(TEXT SEGMENT begins)
THE FOURTH ESTATE ... another pillar of our democracy gone
The term Fourth Estate refers to the press and news media, with specific regard to its societal function.
As a democracy we implicitly trust that the fourth estate seeks to exert an independent watchdog role on the functioning of our democracy, exposing excesses and corruption of governance and judiciary for public scrutiny, and allowing analysis and review of the democratic process and the subsequent policies and actions.
By its very nature as media, the fourth estate does, however, have the inherent potential capacity for misuse for advocacy, rather than independent examination, and a consequent implicit ability to frame political issues. If tempted into these behaviours, it wields significant and alarming indirect influence in the political space, especially given the public perception of independence.
The temptation for such misuse is aggravated when the fourth estate has no independence in its revenue, and simultaneously has a demand for daily 'content', regardless of any intrinsic 'value' in that content. The partisan and 'public consumption' routes are easy avenues in comparison to fulfilling the societal function, and the recent unfettered development of social media as a secondary source for content has readily displaced true journalism and examination.
Citizens must remain vigilant and interpretive as to what is being presented as the 'watch dog' function of our fourth estate has now almost completely displaced by 'false news', covert advocacy and bias.
Reading the daily 'news' this morning has horrified me to such an extent that I feel compelled to try to sound some words of alarm in the hope that others would critically examine what they are being 'fed' by the media, even in this preoccupied time. I had previously observed two disturbing trends in New Zealand, but they now appear to have reached their zenith:
- The first is the abrogation of the NZ news media from their societal role as independent examiners and interrogators of our governance.
- The second is the total erasure of the boundary between governing and permanent campaigning.
We have entered a new political world where personality cult marketing has displaced critical examination of governance. The NZ media has grasped the readily available 'content' with gusto, and has now assumed a near-canonising advocacy role in a perverse and sycophantic celebrity cult. There is no longer any pretence of journalistic examination of policy and its implications, and one of the most important pillars of democratic function has been removed.
(TEXT SEGMENT ends)
(AVAILABLE DATA begins)
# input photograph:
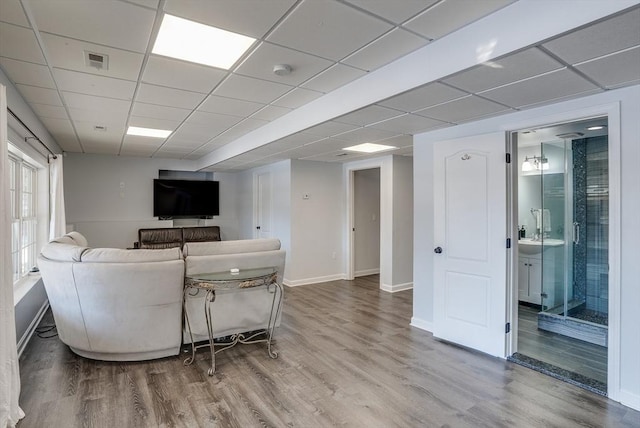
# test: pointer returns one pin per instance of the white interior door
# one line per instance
(470, 258)
(263, 205)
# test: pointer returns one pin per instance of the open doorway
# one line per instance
(563, 251)
(366, 222)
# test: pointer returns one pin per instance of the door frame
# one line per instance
(612, 112)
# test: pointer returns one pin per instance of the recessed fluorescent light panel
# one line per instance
(369, 148)
(190, 41)
(148, 132)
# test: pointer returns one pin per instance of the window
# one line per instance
(22, 185)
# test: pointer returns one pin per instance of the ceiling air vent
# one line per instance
(96, 60)
(572, 135)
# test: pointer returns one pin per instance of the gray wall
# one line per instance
(108, 198)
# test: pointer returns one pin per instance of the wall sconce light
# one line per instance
(538, 163)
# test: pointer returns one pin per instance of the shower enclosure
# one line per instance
(571, 224)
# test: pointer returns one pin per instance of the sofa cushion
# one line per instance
(230, 247)
(116, 255)
(63, 252)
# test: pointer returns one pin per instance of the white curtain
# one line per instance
(AVAILABLE DATA ends)
REQUIRED WORK
Answer these questions from the Fourth Estate text.
(a) What does the term Fourth Estate refer to?
(b) What two conditions aggravate the temptation for the fourth estate to misuse its role?
(c) What is the second disturbing trend the writer observed in New Zealand?

RESULT
(a) The press and news media, with specific regard to its societal function.
(b) The fourth estate has no independence in its revenue, and at the same time it has a demand for daily 'content', regardless of any intrinsic 'value' in that content.
(c) The total erasure of the boundary between governing and permanent campaigning.